*Brief a*
Count the lines in the listing below that contain the word "branch". Reply with the number alone.

*Excerpt to read*

Puppeteer: click an element and get raw JSON from XHR/AJAX response

Puppeteer: click an element and get raw JSON from XHR/AJAX response

Table of Contents

This lately became a pretty popular question when scraping with Puppeteer: let's say you want to interact with the page (e.g. click the button) and retrieve the raw ajax response (usually, JSON).  Why would you want to do this? This is actually an interesting "hybrid" approach to extracting data from the web page - while we interact with the page like a real browser, we still do not mess around with the usual DOM traversing process to extract the data, and we grab raw JSON server response instead. This might save a lot of time, especially if the website has obscure CSS classes and each data item contains a lot of small chunks of data (fields), so grabbing all these fields/properties via CSS/XPath selectors might make the extraction process rather time consuming and pretty flaky. Getting raw JSON means we don't need to do the extraction job, it's already done for us! Retrieving raw JSON from AJAX request via Puppeteer is not too hard to do, but this requires basic understanding how async programming works in JS and how we can use it in Puppeteer / Playwright.

I won't go through Puppeteer setup/installation, hopefully you have figured this step already.

Step #1. Build a good test page.

I have built a very simple test page with the button which triggers ajax request, which retrieves a sample "search results" response in JSON format, from my remote server.

https://apiroad.net/ajax-test.html

It is very important to have a simple test page where you can quickly run your experiments, so every test run takes very little time, otherwise each iteration of debugging becomes painful.

Step #2. Create puppeteer instance and click the button

import puppeteer from 'puppeteer';

(async () => {
  const browser = await puppeteer.launch({args: [
    '--no-sandbox']});
  const page = await browser.newPage();
  await page.goto('https://apiroad.net/ajax-test.html');

  // let's make a screenshot to debug if the page looks good
  await page.screenshot({path: 'step1.png'});

  // now make sure the search input is there on the page.
  await page.waitForSelector('form > input[type=text]');

  // type the search query.

*Brief b*
In the Puppeteer tutorial above, what format is the sample "search results" response that the test page's button retrieves?

*Data to process*
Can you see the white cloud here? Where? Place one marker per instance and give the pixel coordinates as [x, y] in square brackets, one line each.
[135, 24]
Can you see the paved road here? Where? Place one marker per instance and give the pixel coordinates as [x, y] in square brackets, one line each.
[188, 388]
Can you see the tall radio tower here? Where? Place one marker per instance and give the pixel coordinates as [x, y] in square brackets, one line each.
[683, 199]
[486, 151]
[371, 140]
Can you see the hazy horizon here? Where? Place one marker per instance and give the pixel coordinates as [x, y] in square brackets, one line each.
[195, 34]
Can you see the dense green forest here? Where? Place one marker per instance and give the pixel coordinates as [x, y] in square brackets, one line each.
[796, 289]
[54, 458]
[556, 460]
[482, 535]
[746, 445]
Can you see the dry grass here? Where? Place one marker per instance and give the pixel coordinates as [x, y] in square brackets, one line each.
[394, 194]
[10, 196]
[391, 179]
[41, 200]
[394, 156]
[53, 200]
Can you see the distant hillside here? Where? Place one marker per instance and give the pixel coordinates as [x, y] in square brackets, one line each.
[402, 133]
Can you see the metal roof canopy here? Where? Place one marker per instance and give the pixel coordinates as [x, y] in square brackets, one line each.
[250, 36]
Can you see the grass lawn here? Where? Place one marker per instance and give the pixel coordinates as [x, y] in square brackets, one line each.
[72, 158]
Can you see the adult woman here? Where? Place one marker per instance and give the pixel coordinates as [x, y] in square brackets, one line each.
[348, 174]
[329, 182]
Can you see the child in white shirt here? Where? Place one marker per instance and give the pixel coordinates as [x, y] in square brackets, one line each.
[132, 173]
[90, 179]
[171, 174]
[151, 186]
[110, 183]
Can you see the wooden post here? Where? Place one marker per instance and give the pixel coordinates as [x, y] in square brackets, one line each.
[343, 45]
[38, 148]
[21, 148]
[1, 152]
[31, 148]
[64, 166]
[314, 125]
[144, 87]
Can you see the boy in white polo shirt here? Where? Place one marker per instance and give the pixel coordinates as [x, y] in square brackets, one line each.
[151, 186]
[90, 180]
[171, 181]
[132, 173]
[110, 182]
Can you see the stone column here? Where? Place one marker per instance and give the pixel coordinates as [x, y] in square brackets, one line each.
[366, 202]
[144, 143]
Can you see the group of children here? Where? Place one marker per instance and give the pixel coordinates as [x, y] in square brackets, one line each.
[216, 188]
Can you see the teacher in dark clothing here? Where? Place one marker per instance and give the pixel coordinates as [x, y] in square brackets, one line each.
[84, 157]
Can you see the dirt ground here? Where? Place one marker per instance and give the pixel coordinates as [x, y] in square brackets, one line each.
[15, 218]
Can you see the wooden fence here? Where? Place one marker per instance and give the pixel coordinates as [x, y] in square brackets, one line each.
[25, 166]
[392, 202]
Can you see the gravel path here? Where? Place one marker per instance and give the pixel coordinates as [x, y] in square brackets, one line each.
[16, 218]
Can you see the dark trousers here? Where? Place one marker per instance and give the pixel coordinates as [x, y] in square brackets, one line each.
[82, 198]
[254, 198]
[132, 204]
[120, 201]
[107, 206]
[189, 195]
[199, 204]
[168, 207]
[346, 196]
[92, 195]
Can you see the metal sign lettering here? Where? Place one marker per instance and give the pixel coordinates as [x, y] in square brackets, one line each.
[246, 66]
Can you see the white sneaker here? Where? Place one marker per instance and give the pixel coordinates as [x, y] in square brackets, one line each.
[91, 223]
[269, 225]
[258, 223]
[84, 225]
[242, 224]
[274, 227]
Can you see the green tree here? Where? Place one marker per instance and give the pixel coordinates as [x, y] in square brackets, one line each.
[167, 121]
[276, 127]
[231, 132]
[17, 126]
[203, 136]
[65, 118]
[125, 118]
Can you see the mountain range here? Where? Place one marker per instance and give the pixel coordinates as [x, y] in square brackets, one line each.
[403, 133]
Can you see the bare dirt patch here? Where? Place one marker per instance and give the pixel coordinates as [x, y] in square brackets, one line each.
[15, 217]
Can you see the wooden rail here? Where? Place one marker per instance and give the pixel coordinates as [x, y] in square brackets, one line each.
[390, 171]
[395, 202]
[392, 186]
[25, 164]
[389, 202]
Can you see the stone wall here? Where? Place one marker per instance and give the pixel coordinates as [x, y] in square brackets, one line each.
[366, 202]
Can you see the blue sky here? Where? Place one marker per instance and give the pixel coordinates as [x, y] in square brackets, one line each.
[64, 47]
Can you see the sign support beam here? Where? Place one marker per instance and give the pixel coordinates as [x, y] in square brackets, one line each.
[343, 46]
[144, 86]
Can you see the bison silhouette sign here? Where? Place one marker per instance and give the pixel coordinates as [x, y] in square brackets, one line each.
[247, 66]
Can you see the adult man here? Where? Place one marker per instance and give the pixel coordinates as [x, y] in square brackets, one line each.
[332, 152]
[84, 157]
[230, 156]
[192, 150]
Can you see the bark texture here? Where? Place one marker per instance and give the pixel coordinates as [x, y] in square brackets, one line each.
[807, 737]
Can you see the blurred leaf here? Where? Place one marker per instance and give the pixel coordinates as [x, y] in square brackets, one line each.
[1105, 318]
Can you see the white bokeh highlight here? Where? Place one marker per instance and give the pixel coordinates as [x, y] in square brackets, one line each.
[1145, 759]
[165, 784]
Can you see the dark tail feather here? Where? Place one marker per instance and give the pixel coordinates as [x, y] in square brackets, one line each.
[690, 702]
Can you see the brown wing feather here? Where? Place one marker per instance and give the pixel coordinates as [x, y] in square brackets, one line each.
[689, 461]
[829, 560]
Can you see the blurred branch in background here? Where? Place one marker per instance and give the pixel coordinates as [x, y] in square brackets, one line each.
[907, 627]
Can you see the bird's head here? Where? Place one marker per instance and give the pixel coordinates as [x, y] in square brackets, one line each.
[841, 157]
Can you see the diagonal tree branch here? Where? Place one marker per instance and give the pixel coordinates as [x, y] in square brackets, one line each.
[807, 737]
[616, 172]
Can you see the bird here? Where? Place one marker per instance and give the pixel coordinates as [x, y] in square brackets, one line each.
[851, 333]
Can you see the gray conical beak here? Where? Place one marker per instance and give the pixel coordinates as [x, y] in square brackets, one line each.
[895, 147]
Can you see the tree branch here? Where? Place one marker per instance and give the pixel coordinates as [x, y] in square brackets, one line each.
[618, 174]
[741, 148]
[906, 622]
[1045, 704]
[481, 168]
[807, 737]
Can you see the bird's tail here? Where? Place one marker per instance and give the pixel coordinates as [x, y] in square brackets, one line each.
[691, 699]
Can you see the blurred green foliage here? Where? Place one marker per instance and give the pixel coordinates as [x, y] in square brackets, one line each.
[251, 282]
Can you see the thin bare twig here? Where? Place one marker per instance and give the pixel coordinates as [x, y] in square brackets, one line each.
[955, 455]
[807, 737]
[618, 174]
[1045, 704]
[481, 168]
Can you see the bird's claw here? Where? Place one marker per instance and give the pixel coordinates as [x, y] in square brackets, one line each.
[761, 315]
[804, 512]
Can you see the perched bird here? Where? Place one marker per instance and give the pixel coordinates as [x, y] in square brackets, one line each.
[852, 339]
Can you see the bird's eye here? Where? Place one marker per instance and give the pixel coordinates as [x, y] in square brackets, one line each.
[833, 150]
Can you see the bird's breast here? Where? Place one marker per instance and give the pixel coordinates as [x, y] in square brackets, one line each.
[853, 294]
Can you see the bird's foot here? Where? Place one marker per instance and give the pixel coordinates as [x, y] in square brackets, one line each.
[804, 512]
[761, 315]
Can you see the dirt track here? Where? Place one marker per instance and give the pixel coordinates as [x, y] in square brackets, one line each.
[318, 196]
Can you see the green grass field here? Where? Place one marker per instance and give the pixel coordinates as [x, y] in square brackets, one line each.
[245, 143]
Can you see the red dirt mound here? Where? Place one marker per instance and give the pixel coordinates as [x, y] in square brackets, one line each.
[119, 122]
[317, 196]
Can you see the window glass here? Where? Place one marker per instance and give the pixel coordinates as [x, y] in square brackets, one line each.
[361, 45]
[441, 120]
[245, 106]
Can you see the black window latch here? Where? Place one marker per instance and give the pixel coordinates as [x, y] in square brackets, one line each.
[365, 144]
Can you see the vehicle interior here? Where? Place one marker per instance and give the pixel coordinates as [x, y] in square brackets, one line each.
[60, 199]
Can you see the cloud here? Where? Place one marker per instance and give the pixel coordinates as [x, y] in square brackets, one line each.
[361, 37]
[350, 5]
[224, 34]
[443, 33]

*Complete response a*
3

*Complete response b*
JSON